Exercise set:
- A) In the forum thread on factoring, what does the first poster say keeps happening when they try to remove the 2 from 2x^2?
- B) Continue the forum thread on factoring past its last post.

Source text:
I'm lost as to how I get rid of the 2 in $\displaystyle 2x^2$ so that it's $\displaystyle x^2$. I keep getting fractions that have very high LCDs. - Nov 6th 2009, 01:17 PMRaoh
hello(Happy)

$\displaystyle 2x^2-3x-5 =(x+1)(2x-5)$ - Nov 6th 2009, 01:21 PMWilmer
Who told you you had to get rid of the 2 ?

2x^2 - 3x - 5 = (2x - 5)(x + 1)

Information given:
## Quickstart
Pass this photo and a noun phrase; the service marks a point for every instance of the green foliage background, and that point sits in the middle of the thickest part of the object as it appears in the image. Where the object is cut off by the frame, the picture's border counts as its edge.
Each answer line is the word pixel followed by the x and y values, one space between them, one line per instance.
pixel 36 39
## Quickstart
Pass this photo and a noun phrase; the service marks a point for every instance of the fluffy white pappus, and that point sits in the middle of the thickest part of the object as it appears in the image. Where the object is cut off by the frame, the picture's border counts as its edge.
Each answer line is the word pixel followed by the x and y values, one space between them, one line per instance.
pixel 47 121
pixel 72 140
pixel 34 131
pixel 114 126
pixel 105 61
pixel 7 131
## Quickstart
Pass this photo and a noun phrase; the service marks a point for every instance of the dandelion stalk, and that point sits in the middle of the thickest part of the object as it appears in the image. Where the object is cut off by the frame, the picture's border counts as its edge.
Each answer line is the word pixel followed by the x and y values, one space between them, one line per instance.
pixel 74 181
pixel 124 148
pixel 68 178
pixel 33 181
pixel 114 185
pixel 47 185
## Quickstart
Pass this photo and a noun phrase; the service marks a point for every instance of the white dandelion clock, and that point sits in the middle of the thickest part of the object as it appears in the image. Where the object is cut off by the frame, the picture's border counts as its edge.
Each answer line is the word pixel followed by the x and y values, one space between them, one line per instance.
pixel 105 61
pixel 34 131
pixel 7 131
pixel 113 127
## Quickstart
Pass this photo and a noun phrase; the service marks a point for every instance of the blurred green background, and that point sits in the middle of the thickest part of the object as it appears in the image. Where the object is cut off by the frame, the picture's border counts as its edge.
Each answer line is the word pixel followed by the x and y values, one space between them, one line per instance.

Your responses:
- A) They keep getting fractions with very high LCDs.

- B)
Go here to learn: algebra.help -- Factoring A Trinomial - Nov 6th 2009, 01:28 PMBacteriusReply
You cannot get rid of it (unless dividing everything by $\displaystyle 2$ but then it gets tricky). But you can still factorize this equation :

$\displaystyle 2x^2 - 3x - 5 = (x + 1)(2x - 5)$

But I agree, it is not always obvious to factorize such equations. Have you learnt the quadratic formula yet ? It always works and even tells you when no factorization is possible instead of letting you struggle with an unsolvable problem in R. Here is a spoiler, if you want to know about it :

__Spoiler__: - Nov 6th 2009, 02:27 PMwestlondongaurav
you cannot get rid of the 2, unless you divided the whole equation by 2 which would make the quadratic more difficult. simply factorise the equation:

2x2-3x-5=0

(2x-5)(x+1)=0 - Nov 6th 2009, 02:59 PMe^(i*pi)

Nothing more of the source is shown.